Once the pictures have been set aside, copy every remaining entry exactly.

Stored data entries.

====

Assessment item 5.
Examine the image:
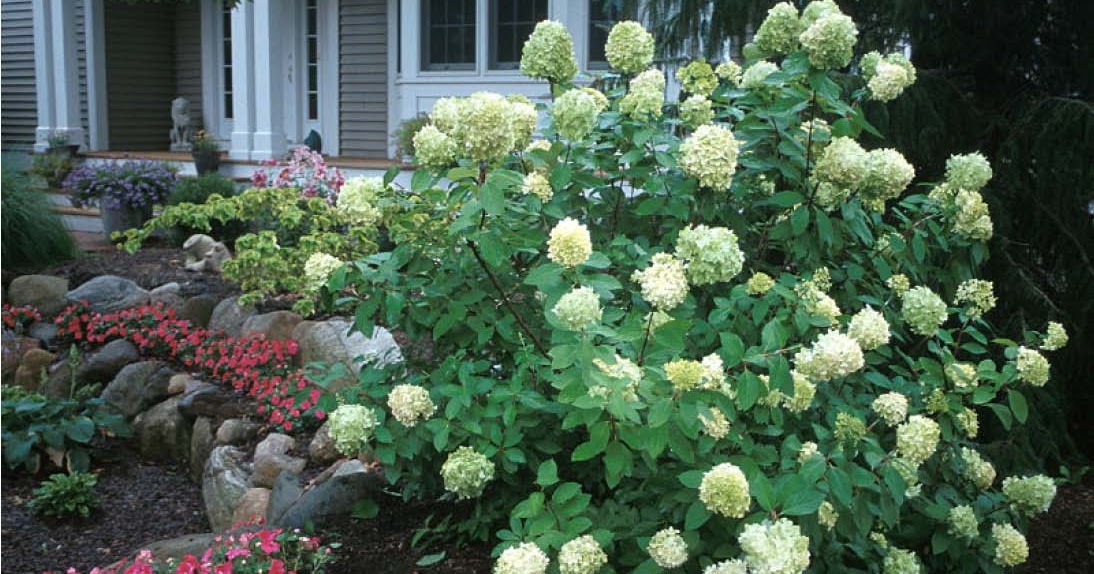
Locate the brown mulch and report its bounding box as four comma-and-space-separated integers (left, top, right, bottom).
1019, 483, 1094, 573
0, 447, 207, 574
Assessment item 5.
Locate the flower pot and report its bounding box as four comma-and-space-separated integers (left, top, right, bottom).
100, 204, 153, 237
192, 150, 221, 175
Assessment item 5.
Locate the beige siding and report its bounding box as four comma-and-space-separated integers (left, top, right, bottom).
339, 0, 389, 157
174, 1, 203, 132
104, 2, 176, 150
1, 0, 37, 149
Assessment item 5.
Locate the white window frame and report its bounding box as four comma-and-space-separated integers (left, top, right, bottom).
200, 0, 234, 141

====

Solution for this exercise.
Assessment item 5.
Examine the image:
Locate the brown mulch and report its bounding box as four comma-and-space-separated integers (left, top, right, bottom).
1019, 483, 1094, 573
0, 447, 207, 574
Assessment item 5.
Locate the flower pot and report its bounding box as four comma-and-space-separated integers (left, top, right, bottom).
100, 204, 153, 237
192, 150, 221, 175
Assessment item 5.
Locate the beige siding and report its bounding box as four comma-and-space-separated integers (left, top, right, bottom).
339, 0, 389, 157
174, 1, 203, 132
104, 2, 176, 150
1, 0, 37, 149
Assessment item 5.
Locate the white window frame and report its bounding box as four comma-and-space-separated integers (left, top, right, bottom).
200, 0, 234, 141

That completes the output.